→ **TEXTE FOURNI**

La Syrie défie clairement Israël en cherchant la confrontation. Son commandement militaire a exagéré les résultats de l’affrontement lorsqu’il a affirmé que son système de défense a abattu plus qu’un avion israélien. À ce moment-là, Israël nageait en pleine confusion et a essayé de cacher ce qui s’est passé pendant deux heures.

Un climat de guerre s’alourdit au Moyen-Orient à la suite de la signature au Liban de contrats d’investissements pétroliers avec un consortium formé de sociétés de l’Italie, de la France et de la Russie pour les blocs 9 et 4, malgré l’objection d’Israël à ces investissements et la tentative de médiation ratée des USA. Outre le fait de ne pas être prêt à répondre à un front immense s’étendant de Naqoura au Golan, Israël aussi investit dans l’exploration pétrolière et gazière et souhaite relancer sa propre économie.

Sauf que les guerres éclatent à la suite d’erreurs et de provocations même lorsque les parties ne sont pas prêtes à répondre à une escalade. La région a atteint le point d’ébullition : la guerre syrienne n’est pas terminée, les superpuissances rivalisant entre elles en veillant à leurs intérêts, en défendant leurs amis et en combattant directement ou par l’entremise de leurs mandataires. Aujourd’hui, en plus d’être connue pour son feuilleton « Bab al-Hara » (traduit par « La porte du quartier »), la Syrie risque bien de devenir la « porte menant à la guerre ouverte » si les parties ne mettent pas fin à leurs provocations et à leurs escalades.

→ **MATÉRIEL**
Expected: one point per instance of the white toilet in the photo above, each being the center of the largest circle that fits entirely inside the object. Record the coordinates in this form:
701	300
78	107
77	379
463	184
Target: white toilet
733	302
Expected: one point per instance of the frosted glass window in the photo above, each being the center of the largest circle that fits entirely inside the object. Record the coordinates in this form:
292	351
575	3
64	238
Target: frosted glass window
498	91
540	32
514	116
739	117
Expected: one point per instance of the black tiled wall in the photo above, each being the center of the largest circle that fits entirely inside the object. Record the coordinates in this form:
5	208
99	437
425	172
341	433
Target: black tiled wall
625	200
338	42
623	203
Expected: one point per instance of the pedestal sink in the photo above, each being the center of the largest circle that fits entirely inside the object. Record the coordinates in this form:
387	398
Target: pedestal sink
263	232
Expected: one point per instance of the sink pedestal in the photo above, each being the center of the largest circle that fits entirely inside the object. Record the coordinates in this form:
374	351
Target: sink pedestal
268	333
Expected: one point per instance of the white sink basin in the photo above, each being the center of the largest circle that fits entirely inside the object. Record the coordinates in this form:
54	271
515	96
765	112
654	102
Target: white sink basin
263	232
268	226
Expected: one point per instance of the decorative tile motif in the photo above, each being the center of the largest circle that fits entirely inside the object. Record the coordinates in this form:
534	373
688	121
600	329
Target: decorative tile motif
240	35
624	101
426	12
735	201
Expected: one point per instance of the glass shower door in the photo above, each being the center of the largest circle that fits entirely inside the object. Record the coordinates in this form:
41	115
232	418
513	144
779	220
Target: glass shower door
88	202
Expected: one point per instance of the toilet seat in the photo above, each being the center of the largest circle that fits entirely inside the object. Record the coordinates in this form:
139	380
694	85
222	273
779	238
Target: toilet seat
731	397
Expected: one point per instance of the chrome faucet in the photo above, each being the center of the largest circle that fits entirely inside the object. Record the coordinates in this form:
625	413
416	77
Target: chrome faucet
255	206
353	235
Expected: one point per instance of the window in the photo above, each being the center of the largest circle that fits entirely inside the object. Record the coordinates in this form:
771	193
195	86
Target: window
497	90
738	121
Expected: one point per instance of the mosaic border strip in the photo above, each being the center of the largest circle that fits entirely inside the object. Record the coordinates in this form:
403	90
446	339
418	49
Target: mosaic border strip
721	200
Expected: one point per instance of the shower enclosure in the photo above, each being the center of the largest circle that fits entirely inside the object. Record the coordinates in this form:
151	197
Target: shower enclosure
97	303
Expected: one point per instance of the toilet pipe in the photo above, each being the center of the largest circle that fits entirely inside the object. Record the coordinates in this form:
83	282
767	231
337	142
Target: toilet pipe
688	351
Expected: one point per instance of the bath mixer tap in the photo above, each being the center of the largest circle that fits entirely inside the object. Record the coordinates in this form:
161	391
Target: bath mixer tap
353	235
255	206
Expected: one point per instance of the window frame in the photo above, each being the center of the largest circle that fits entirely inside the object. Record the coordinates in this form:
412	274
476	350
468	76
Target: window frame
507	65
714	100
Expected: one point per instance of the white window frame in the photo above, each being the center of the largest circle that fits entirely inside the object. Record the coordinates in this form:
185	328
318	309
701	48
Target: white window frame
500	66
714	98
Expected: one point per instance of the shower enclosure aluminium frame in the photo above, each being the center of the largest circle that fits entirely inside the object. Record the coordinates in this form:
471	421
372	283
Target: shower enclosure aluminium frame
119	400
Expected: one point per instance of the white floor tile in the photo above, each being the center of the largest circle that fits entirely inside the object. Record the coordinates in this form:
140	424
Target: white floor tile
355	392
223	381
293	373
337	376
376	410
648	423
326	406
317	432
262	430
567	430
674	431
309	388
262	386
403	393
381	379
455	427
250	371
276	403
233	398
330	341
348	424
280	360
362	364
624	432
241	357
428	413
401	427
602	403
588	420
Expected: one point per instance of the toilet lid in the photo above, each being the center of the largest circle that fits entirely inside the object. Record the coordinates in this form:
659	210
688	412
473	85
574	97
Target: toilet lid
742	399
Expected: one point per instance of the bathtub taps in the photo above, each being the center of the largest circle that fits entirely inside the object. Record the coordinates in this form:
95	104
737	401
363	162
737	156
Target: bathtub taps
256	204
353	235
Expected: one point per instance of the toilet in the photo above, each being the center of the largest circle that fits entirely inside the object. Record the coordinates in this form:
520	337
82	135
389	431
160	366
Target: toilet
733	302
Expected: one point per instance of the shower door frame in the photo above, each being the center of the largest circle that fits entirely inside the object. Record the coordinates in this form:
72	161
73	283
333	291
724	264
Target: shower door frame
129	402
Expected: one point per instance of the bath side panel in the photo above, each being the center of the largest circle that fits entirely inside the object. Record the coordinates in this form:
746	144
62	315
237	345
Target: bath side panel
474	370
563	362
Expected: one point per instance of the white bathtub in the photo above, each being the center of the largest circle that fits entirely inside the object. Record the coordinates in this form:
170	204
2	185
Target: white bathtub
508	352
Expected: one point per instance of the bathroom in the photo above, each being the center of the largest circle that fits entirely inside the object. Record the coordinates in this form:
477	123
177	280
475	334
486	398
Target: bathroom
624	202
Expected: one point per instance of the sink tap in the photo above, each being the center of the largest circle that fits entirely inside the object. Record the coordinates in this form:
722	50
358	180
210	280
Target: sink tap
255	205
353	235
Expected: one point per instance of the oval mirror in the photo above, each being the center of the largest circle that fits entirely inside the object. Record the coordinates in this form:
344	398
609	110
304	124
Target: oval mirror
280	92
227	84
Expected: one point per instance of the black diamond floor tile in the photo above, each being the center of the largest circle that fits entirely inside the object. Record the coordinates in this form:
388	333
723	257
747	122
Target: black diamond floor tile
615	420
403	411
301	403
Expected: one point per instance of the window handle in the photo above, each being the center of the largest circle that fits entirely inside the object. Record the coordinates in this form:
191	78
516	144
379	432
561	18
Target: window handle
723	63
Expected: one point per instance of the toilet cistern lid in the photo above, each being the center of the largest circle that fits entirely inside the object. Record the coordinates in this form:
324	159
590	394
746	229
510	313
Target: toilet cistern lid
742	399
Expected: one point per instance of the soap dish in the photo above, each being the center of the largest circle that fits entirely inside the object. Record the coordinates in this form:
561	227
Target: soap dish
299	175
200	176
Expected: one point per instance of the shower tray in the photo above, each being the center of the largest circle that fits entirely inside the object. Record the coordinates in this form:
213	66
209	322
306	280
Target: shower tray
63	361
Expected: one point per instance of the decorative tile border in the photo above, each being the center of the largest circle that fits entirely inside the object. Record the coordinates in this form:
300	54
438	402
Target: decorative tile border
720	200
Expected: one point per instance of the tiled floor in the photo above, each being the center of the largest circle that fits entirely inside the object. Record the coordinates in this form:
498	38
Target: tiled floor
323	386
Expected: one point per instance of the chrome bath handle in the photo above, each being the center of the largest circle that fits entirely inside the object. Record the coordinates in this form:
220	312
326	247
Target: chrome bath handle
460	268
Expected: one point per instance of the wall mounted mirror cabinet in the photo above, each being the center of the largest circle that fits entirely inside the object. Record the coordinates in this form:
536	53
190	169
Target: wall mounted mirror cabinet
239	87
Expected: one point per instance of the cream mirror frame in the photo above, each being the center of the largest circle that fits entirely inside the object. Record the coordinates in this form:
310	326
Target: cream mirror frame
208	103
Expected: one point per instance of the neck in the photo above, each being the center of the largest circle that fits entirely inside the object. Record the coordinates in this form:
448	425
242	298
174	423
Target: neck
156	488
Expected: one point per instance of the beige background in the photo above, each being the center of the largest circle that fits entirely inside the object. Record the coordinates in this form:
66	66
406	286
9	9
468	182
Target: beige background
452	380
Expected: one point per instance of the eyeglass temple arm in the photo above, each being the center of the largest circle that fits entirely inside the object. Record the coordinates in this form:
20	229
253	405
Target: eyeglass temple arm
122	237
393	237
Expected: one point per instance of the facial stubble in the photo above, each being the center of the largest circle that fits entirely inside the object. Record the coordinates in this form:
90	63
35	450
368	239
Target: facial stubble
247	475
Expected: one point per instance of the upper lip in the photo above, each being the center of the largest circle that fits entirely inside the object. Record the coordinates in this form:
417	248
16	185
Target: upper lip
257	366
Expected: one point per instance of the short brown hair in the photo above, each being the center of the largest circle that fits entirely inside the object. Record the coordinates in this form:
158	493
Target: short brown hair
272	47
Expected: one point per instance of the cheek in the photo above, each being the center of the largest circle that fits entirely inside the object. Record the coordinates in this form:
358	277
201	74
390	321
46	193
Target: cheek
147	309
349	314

→ **CONSIGNE ÉCRITE**
Reproduisez à l'identique le passage du texte sur la Syrie et Israël compris entre « La Syrie défie » et « sa propre économie. », ces deux bornes incluses. Les enregistrements n'ont aucun lien avec le texte.

→ **CORRIGÉ**
La Syrie défie clairement Israël en cherchant la confrontation. Son commandement militaire a exagéré les résultats de l’affrontement lorsqu’il a affirmé que son système de défense a abattu plus qu’un avion israélien. À ce moment-là, Israël nageait en pleine confusion et a essayé de cacher ce qui s’est passé pendant deux heures.

Un climat de guerre s’alourdit au Moyen-Orient à la suite de la signature au Liban de contrats d’investissements pétroliers avec un consortium formé de sociétés de l’Italie, de la France et de la Russie pour les blocs 9 et 4, malgré l’objection d’Israël à ces investissements et la tentative de médiation ratée des USA. Outre le fait de ne pas être prêt à répondre à un front immense s’étendant de Naqoura au Golan, Israël aussi investit dans l’exploration pétrolière et gazière et souhaite relancer sa propre économie.